Nothing before the line containing "the stone lintel." belongs in the answer; quote that line and all lines after it through the end of the material, word for word.

### Record list
--*--

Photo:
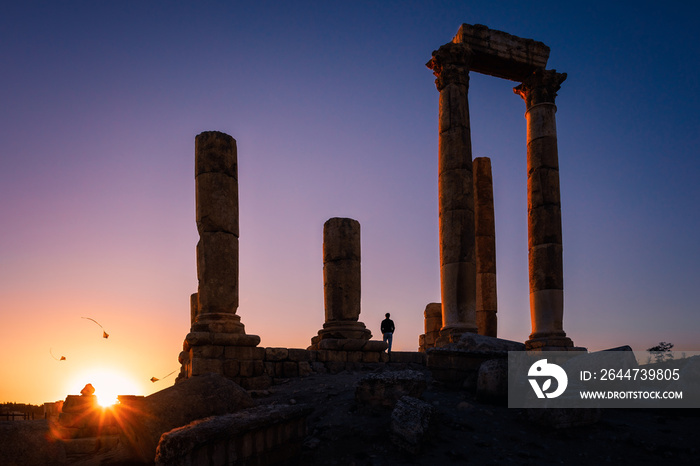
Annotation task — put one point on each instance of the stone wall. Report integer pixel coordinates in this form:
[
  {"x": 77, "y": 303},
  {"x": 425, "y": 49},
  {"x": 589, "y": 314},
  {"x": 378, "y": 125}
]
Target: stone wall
[
  {"x": 273, "y": 364},
  {"x": 262, "y": 435}
]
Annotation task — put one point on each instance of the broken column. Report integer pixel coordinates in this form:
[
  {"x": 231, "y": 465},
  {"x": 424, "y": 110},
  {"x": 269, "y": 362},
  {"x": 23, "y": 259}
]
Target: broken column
[
  {"x": 450, "y": 65},
  {"x": 544, "y": 212},
  {"x": 486, "y": 297},
  {"x": 341, "y": 288},
  {"x": 433, "y": 324},
  {"x": 216, "y": 333}
]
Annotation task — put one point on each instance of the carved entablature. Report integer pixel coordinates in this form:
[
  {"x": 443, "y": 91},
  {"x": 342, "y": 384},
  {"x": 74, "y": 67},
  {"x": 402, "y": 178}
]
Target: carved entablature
[
  {"x": 450, "y": 65},
  {"x": 540, "y": 87}
]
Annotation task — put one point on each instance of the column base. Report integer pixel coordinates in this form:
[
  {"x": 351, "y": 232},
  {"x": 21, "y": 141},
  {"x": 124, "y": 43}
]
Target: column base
[
  {"x": 344, "y": 330},
  {"x": 553, "y": 343},
  {"x": 217, "y": 322}
]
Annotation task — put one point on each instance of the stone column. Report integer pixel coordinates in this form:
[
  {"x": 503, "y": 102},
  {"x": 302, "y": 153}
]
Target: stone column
[
  {"x": 485, "y": 224},
  {"x": 341, "y": 280},
  {"x": 216, "y": 186},
  {"x": 544, "y": 212},
  {"x": 433, "y": 324},
  {"x": 450, "y": 64}
]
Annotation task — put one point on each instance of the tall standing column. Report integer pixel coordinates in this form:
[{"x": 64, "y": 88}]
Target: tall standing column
[
  {"x": 216, "y": 189},
  {"x": 342, "y": 281},
  {"x": 544, "y": 212},
  {"x": 450, "y": 64},
  {"x": 486, "y": 295}
]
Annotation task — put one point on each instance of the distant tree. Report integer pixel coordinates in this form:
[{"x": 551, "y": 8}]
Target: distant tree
[{"x": 661, "y": 352}]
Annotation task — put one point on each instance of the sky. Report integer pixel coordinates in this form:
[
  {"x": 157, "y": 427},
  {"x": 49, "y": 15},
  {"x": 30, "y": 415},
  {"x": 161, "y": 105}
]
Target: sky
[{"x": 335, "y": 115}]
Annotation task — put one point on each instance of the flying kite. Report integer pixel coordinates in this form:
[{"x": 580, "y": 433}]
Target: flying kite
[
  {"x": 156, "y": 379},
  {"x": 63, "y": 358},
  {"x": 104, "y": 334}
]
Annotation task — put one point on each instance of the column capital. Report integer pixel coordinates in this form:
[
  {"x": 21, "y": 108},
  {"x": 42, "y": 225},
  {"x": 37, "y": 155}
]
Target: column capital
[
  {"x": 450, "y": 65},
  {"x": 540, "y": 87}
]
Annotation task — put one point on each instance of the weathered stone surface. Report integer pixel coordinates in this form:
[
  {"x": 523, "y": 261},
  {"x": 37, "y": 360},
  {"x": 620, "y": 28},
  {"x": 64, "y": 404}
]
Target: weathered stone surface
[
  {"x": 450, "y": 65},
  {"x": 432, "y": 325},
  {"x": 492, "y": 381},
  {"x": 217, "y": 203},
  {"x": 341, "y": 240},
  {"x": 276, "y": 354},
  {"x": 500, "y": 54},
  {"x": 29, "y": 443},
  {"x": 194, "y": 398},
  {"x": 215, "y": 152},
  {"x": 481, "y": 343},
  {"x": 545, "y": 263},
  {"x": 485, "y": 249},
  {"x": 561, "y": 418},
  {"x": 351, "y": 344},
  {"x": 252, "y": 436},
  {"x": 342, "y": 289},
  {"x": 339, "y": 330},
  {"x": 410, "y": 423},
  {"x": 217, "y": 271},
  {"x": 385, "y": 388}
]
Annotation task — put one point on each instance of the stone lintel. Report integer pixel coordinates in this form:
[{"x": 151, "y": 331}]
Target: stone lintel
[{"x": 500, "y": 54}]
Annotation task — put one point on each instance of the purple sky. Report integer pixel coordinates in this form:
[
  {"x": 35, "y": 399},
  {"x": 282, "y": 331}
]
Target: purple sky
[{"x": 335, "y": 115}]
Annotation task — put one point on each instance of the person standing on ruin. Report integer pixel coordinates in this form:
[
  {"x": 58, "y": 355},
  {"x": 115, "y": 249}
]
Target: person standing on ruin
[{"x": 388, "y": 331}]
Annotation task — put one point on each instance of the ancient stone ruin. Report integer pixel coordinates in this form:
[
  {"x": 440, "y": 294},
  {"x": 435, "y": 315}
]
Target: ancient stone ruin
[
  {"x": 459, "y": 346},
  {"x": 467, "y": 251}
]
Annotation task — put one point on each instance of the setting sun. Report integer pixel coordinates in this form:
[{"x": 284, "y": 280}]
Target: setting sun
[{"x": 108, "y": 384}]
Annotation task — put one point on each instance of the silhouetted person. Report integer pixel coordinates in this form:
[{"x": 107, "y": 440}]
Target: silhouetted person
[{"x": 388, "y": 331}]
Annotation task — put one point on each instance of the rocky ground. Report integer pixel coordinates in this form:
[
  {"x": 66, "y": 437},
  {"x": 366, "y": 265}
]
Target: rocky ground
[{"x": 465, "y": 431}]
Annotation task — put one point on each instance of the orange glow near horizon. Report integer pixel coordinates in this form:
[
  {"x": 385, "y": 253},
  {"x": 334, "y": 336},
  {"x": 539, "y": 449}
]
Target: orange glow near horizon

--*--

### Response to this exercise
Annotation task — put one point on each instance of the stone lintel. Report integer pixel coordinates in this form:
[{"x": 151, "y": 331}]
Target: stone lintel
[{"x": 500, "y": 54}]
Annotation task — put one point on each instance of the purple sky. Report integer pixel coordinates in this form:
[
  {"x": 35, "y": 399},
  {"x": 282, "y": 331}
]
Target: purple sky
[{"x": 335, "y": 115}]
Annotation task — put one point on each instance of the person standing on ruin. Report integer pixel coordinates in this form:
[
  {"x": 58, "y": 355},
  {"x": 115, "y": 249}
]
Target: person standing on ruin
[{"x": 388, "y": 331}]
Annotation task — put one point on each instance of the ancient stone ruin. Report integer pixel coordinates in this form:
[
  {"x": 440, "y": 294},
  {"x": 435, "y": 315}
]
Target: ancient stone ruin
[
  {"x": 459, "y": 346},
  {"x": 467, "y": 251}
]
Annotation task — put one point on each instance of the setting sun. Report integer pixel coordinates in this form:
[{"x": 284, "y": 280}]
Target: setting sun
[{"x": 108, "y": 384}]
Annotation task — put one point on each instance of the silhouetted person. Report integer pixel coordinates in this form:
[{"x": 107, "y": 440}]
Target: silhouetted person
[{"x": 388, "y": 331}]
Annotation task — put one point on each instance of the rocky ground. Report integer pixel coordinates in this form:
[
  {"x": 66, "y": 437},
  {"x": 366, "y": 265}
]
Target: rocky ground
[{"x": 465, "y": 431}]
Annotation task — put one point on each instance of the orange glow near horizon. Report integer pixel coordinates in this form:
[
  {"x": 385, "y": 253},
  {"x": 334, "y": 336},
  {"x": 539, "y": 449}
]
Target: orange glow near horizon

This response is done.